### Page excerpt
·····

2012-06-08

Perfection and Intentionality

I'm asking this question: What kind of person would you like to be more like -- and that an ideal congregation would be able to help you be? Here at the Unitarian Universalist Fellowship of Gainesville, we've got the seven principles of Unitarian Universalism, and we have our congregational vision and mission statement. Yet the language therein is all fairly general.

If we could say how we wanted to be changed by affirming and promoting the inherent worth and dignity of every person, how we wanted to be changed by being a part of a diverse religious community committed to lifelong spiritual growth and compassionate service – how we wanted to be changed by affirming and promoting respect for the interdependent web of all existence – how we would hope to be transformed by supporting each other in life’s passages and struggles; and if we could say what we thought it would do to us to celebrate connection to the sacredness of life and affirm and promote acceptance of one another and encouragement to spiritual growth, then we would know two really cool things.

First, we would know we were serious about those principles, about that vision, about that mission. If I expect my commitment to the goal of world community, to lifelong spiritual growth, and to respecting diversity to change me, that’s a meaningful commitment. If I don’t expect it to change me – if I don’t expect it to make a difference to who I am -- then I’m just paying lip service to those ideals. I’m just saying, “Yeah, that sounds good,” but I’m not expecting it to change my life, which means I’m not expecting it to really mean much to me.

Second, if we could say how we expected the work of upholding our principles, vision, and current mission to change us, then we would have a much better idea of how to specifically embody those rather abstract and general principles and ideals. We don’t need to spell out details. If we know what kind of people we are resolved to be on a path toward being, that will tell us what we need to know about how we’re going to affirm and promote inherent worth and dignity, how we’re going to be that diverse religious community, how we’re going to work compassionately for peace, liberty, and justice.

·····

(Named-object pointing entries)
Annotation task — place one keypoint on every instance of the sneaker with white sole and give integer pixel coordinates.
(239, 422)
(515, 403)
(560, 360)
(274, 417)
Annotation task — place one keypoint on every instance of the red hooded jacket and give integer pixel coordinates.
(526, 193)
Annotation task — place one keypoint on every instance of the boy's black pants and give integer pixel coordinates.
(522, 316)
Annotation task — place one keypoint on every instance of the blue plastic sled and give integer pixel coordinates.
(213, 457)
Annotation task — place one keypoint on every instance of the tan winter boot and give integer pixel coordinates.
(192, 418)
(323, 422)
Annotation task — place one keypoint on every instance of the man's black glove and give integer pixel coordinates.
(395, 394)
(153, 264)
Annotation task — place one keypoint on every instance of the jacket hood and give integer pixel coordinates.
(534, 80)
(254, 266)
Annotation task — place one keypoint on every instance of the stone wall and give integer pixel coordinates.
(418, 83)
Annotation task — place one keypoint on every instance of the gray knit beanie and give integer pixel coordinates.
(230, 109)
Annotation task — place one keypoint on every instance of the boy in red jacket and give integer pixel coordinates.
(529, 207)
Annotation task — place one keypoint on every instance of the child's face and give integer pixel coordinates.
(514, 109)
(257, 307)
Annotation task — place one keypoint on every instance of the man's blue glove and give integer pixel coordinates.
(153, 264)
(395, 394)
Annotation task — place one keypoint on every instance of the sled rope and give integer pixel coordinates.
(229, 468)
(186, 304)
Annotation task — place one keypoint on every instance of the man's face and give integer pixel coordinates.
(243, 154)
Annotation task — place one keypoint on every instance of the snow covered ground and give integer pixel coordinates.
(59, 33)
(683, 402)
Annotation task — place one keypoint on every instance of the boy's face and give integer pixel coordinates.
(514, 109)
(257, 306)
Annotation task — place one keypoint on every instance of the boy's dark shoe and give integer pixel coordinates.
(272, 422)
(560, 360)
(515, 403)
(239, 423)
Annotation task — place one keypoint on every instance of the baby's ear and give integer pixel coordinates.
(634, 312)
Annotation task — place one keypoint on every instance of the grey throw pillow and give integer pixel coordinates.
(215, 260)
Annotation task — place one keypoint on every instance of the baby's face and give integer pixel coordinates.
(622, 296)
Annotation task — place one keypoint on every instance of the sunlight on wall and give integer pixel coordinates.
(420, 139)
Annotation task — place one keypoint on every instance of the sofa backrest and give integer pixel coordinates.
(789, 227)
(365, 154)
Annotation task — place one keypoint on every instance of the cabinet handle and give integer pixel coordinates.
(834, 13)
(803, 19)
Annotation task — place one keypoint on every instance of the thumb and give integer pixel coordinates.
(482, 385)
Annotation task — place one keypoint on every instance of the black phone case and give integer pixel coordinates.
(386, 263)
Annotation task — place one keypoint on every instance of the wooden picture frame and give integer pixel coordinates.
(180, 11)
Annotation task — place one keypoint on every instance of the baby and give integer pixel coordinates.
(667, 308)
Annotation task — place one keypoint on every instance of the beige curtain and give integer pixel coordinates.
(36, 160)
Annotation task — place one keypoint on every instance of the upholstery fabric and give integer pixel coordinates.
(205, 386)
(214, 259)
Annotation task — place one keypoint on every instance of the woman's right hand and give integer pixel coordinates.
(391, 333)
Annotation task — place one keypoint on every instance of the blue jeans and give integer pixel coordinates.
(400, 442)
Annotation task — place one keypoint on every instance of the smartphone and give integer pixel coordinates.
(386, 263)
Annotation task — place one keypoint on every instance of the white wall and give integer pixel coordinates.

·····

### List of tasks
[a] In the excerpt on perfection and intentionality, which congregation does the speaker say they are part of?
[b] Supply what comes next in the excerpt on perfection and intentionality, picking up after its final sentence.
This data has no connection to the text.

### Outputs by task
[a] The Unitarian Universalist Fellowship of Gainesville.

[b]
So, then, let us ask: To what shall each of us commit, as members, friends or visitors of our Fellowship? Who is the person you hope this Fellowship will help you become? What kind of work -- inner and outer -- are you ready to do, and that this Fellowship can help you with?

I need to be clear: this is not about what’s wrong with you that needs to be fixed. You are not broken and you don’t need fixing. You are perfect exactly the way you are.

I learned about human perfection almost 32 years ago on the day my first child was born. I held her in my arms, and she was perfect. And she grew, and she was challenging, and she became a teenager, and that was sometimes difficult. But if I stopped to ask myself the question, where along the line of her years did she stop being perfect, I would have to answer she never did. Her unfolding, her growing and changing, her challenge and difficulty, were a part of her perfection. Even when it was appropriate to identify a particular behavior as a mistake, it was a perfect mistake. It was exactly the mistake she needed to make to learn what she needed to learn in the ongoing unfolding of her perfection.

If she never stopped being perfect, then, I realized, neither did I. If I never stopped being perfect, then neither did you.

I believe in your perfection. I also believe that perfection is not static. It is a dynamic blossoming and unfolding.

We can let that unfolding happen accidentally. It is inevitable, in any case, that accident will play a large role. Or we can bring a measure of intentionality to our growth and unfolding.

To give voice to the yearnings of our own becoming: why, this is the function of prayer, is it not?

So let us pray.

The articulation we thereby bring to ourselves marshals our resources to unfold our perfection in a partly intentional -- rather than wholly accidental -- direction.

* * * * *
This is part 5 of 6 of "Mission: Impossible"
Next: Part 6: "A Possible Mission"
Previous: Part 4: "Need Clarity? Name the Change"
Beginning: Part 1: "Theology and a TV Spy Show"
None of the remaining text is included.